►

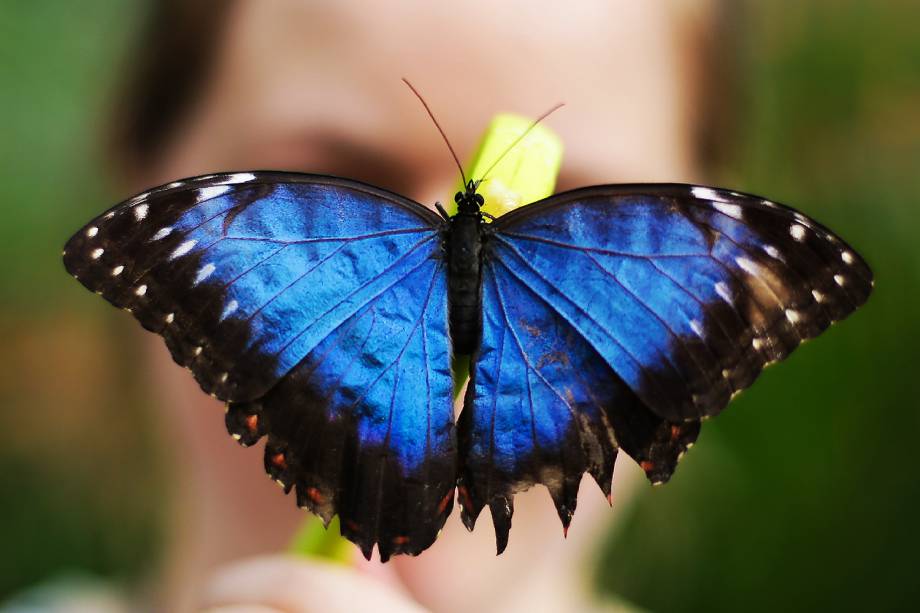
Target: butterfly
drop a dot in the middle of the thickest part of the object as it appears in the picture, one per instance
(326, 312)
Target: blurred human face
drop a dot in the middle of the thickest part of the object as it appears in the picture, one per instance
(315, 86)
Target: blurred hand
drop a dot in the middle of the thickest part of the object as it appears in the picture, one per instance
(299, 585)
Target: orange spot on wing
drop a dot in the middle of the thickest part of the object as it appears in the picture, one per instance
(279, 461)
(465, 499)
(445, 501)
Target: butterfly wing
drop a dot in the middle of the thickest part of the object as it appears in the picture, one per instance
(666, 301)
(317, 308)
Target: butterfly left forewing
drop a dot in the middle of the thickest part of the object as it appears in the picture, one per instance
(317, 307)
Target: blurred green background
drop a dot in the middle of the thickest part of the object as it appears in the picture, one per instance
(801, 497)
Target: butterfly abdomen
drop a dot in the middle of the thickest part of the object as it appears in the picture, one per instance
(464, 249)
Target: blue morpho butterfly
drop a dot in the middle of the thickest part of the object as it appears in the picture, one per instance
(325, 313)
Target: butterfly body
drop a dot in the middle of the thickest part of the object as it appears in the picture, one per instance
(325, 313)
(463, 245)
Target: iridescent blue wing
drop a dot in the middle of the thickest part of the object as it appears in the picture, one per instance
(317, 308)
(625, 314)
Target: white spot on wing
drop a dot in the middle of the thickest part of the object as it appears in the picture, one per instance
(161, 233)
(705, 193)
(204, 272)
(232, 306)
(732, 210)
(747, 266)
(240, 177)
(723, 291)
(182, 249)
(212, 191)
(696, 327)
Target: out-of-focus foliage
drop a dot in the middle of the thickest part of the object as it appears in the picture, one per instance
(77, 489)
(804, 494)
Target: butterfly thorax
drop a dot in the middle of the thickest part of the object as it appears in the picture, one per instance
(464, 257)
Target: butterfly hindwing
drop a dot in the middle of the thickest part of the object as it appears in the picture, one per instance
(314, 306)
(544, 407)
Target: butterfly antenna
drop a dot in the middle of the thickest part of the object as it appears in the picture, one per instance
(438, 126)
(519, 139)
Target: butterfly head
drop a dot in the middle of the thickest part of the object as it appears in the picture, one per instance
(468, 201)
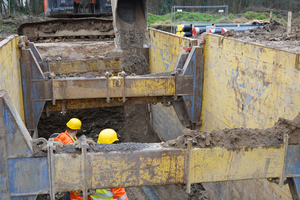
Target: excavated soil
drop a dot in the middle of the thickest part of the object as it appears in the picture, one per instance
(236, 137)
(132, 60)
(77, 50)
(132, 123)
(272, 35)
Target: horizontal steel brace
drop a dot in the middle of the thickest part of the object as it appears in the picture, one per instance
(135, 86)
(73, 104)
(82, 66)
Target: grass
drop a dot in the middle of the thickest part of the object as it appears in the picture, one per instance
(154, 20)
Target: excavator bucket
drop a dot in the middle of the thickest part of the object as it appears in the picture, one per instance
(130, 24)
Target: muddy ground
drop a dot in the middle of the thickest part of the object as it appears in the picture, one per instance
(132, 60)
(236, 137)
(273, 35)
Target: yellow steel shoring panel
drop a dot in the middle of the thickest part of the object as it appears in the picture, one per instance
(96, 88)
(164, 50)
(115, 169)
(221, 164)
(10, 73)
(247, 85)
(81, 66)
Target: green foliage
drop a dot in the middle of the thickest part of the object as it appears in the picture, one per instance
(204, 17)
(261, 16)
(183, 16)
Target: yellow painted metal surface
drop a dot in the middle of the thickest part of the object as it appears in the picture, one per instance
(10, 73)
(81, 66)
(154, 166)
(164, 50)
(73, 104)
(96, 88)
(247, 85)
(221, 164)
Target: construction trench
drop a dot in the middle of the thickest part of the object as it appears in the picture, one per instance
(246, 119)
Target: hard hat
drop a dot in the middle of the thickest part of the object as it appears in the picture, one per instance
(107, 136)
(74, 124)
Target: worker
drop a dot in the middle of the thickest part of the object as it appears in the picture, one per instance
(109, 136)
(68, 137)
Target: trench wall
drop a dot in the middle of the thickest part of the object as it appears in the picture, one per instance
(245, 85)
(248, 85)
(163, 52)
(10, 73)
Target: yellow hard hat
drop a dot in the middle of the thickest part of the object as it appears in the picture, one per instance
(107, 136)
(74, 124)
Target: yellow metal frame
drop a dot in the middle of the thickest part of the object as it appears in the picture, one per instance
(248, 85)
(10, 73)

◄
►

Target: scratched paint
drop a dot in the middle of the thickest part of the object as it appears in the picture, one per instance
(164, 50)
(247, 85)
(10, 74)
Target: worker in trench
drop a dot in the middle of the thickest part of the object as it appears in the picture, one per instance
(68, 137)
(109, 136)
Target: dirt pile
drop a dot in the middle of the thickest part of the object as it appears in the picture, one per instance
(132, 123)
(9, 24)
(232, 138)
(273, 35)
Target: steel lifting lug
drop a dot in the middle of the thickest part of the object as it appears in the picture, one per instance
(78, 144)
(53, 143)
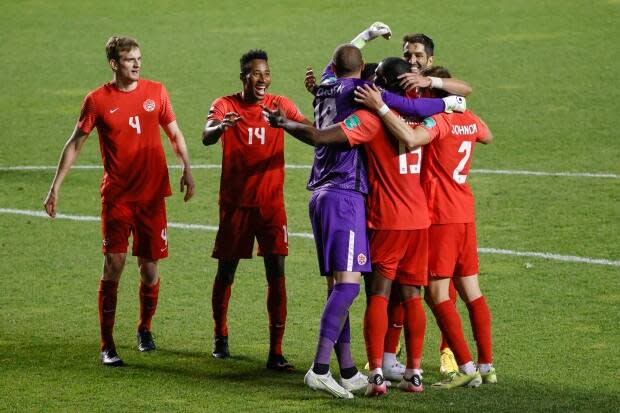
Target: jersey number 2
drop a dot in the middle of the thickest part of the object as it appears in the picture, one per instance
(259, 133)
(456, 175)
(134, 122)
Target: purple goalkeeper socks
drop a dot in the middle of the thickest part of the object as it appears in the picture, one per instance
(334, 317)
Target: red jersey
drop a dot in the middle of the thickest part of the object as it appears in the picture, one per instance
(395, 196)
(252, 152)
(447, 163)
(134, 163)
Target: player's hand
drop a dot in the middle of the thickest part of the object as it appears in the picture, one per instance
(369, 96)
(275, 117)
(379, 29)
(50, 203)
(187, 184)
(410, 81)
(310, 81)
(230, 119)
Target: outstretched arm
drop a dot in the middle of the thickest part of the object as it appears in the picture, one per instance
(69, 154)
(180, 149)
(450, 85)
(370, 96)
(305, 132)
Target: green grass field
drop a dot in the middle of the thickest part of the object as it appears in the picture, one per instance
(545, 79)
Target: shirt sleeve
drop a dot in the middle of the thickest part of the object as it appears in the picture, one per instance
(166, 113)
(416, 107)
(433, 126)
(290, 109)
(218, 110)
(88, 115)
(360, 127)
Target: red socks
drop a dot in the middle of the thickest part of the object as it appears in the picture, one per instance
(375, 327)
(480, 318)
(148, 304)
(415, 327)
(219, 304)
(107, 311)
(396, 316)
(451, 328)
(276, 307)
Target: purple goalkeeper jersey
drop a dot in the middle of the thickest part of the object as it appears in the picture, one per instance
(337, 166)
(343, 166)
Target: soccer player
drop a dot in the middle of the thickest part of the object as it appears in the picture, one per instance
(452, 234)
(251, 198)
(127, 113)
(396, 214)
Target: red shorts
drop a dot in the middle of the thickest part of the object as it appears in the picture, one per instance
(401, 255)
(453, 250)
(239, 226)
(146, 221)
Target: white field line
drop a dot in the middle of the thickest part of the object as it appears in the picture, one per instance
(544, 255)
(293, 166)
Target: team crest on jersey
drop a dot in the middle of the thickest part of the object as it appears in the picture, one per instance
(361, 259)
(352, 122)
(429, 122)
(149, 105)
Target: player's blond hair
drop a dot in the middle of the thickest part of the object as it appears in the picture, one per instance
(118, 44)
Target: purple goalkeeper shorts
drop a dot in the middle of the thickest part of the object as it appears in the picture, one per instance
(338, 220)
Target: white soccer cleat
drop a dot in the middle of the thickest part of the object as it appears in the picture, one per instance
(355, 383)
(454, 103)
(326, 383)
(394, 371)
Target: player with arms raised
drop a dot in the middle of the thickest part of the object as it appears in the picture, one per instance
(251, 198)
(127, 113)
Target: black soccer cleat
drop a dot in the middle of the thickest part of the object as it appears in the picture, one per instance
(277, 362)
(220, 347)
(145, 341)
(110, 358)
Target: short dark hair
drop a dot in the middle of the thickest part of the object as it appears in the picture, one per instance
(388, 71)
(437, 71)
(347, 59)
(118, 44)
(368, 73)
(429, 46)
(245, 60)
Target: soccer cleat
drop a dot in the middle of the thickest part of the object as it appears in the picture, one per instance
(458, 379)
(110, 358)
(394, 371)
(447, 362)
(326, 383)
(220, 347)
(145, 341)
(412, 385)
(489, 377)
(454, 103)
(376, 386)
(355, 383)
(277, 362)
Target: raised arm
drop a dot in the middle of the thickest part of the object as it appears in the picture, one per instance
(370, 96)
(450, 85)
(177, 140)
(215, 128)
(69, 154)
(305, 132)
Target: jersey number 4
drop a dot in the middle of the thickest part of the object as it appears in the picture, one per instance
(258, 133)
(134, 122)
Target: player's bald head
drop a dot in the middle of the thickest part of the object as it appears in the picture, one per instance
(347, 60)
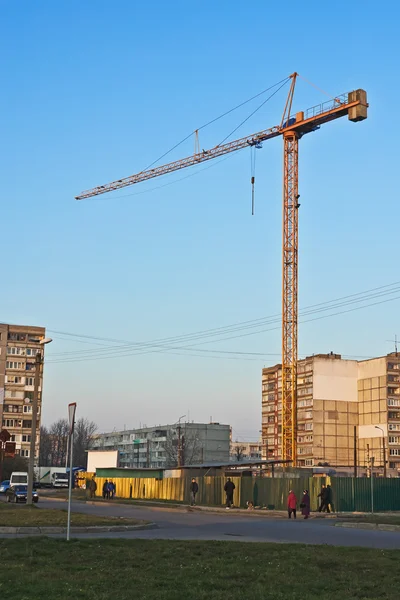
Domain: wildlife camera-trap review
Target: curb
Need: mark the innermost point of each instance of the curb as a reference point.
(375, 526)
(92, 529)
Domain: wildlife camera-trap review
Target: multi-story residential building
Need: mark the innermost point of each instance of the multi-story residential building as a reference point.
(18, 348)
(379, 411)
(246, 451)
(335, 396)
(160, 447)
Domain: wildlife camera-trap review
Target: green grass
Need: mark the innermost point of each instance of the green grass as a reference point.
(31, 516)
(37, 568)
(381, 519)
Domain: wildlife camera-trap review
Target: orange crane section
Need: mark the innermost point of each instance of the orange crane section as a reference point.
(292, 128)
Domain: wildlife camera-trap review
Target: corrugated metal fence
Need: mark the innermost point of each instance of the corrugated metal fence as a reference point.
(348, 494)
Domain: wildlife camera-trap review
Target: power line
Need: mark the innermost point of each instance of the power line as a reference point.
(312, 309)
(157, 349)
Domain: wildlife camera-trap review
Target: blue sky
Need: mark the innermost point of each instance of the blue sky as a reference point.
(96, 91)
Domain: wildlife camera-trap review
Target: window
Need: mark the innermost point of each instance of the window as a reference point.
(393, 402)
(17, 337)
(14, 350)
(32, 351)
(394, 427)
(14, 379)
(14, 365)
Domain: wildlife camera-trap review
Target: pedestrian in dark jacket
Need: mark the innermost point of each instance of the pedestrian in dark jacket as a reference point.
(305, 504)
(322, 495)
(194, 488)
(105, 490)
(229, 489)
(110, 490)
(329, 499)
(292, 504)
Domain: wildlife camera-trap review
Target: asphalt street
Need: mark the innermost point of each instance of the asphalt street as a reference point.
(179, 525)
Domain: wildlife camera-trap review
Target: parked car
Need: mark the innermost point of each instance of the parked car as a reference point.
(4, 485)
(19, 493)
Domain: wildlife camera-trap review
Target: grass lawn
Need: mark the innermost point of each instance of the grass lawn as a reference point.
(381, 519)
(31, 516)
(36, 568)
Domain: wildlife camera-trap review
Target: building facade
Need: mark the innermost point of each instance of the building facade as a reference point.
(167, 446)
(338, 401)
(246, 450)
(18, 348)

◄

» **Work instruction**
Go through the entries above and pull out each line with "shorts" in it.

» **Answer to this exercise**
Target: red shorts
Target: purple goalkeeper shorts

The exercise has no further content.